__GIVEN PROBLEM__: Reproduce each of the entries below word for word.

[Point labeling entries]

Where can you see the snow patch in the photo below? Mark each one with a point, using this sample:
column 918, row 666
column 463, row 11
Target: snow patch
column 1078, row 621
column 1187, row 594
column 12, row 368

__RESPONSE TO THIS EXERCISE__:
Where can you see the snow patch in the photo below? Mark each one with a point, using this sample:
column 918, row 666
column 463, row 11
Target: snow patch
column 1078, row 621
column 1187, row 594
column 12, row 368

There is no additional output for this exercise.